=== Source passage ===
□ □ □ □
Class06

Compustat Global overview

  • Data

    • Security Daily: stock price

    • Fundamentals Annual (Quarterly): accounting data

  • Coverage: global

Web access

Downlaod data from Compustat Global Security Daily via WRDS web access.

  • Dataset: Compustat Global Security Daily

  • Time period: 01 Jul 2020 to 31 Dec 2020

  • Search the entire database

  • Variables

    • iid

    • ajexdi

    • prccd

    • trfd

    • isin

    • tpci

    • fic

    • monthend

    • prirow

  • Output format

    • Tab-delimited text

    • Uncompressed

    • Date format: YYMMDDn8

Identifiers

GVKEY
Permanent firm level identifier
ISIN
Security level identifier
IID
Issue ID

GVKEY

IID

Exchange

100131

01W

London Stock Exchange

100131

02W

Mexican Stock Exchange

100131

03W

Bats Chi-X Europe

GVKEY + IID will identify security, e.g. 10013101W.

Primary share

PRIROW
Primary share flag

GVKEY

IID

Exchange

PRIROW

100131

01W

London Stock Exchange

01W

100131

02W

Mexican Stock Exchange

01W

100131

03W

Bats Chi-X Europe

01W

01W is the primary share.

Issue type code

TPCI
0
Common (ordinary) share

Country code

FIC
3-letter country code

Check full list of country code

Stock price

PRCCD
Stock price (unadjusted)
Need to adjust stock splits and dividends before calculating stock return
AJEXDI
Adjustment factor
TRFD
Total return factor

$\text{adjusted price} = \frac{prccd}{cfacpr} \times trfd$

Python

  • Import packages

import pandas as pd
import numpy as np
  • Import Compustat Global data

url = 'https://www.dropbox.com/s/484ynn8mzihgj9q/uk.txt?dl=1'
uk = pd.read_csv(url, sep='\t', low_memory=False, dtype={'gvkey': str})
  • Clean data

# Keep common shares
uk = uk[uk['tpci']=='0'].copy()

# Make sure fic is GBR
uk = uk[uk['fic']=='GBR'].copy()

# Keep primary share
uk = uk[uk['iid']==uk['prirow']].copy()

# Check duplicates
uk = uk.drop_duplicates(['gvkey', 'iid', 'datadate']).copy()
□ □ □ □
=== Data section ===

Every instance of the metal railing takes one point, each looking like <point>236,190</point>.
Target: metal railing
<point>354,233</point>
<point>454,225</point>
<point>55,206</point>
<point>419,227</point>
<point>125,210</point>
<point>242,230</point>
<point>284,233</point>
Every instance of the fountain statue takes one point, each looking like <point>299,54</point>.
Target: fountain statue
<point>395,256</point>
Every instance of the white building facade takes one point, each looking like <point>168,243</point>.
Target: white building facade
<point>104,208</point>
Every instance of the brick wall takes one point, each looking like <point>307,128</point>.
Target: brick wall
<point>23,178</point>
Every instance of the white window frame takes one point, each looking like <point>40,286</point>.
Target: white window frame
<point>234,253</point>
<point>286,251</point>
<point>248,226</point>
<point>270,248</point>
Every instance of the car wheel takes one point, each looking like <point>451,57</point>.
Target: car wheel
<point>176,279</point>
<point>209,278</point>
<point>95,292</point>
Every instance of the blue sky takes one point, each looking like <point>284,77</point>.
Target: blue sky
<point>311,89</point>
□ □ □ □
=== The request ===
Reproduce the Compustat Global notes word for word over the stretch from "import pandas as" through "uk = uk[uk['fic']=='GBR'].copy()".

=== Final answer ===
import pandas as pd
import numpy as np
  • Import Compustat Global data

url = 'https://www.dropbox.com/s/484ynn8mzihgj9q/uk.txt?dl=1'
uk = pd.read_csv(url, sep='\t', low_memory=False, dtype={'gvkey': str})
  • Clean data

# Keep common shares
uk = uk[uk['tpci']=='0'].copy()

# Make sure fic is GBR
uk = uk[uk['fic']=='GBR'].copy()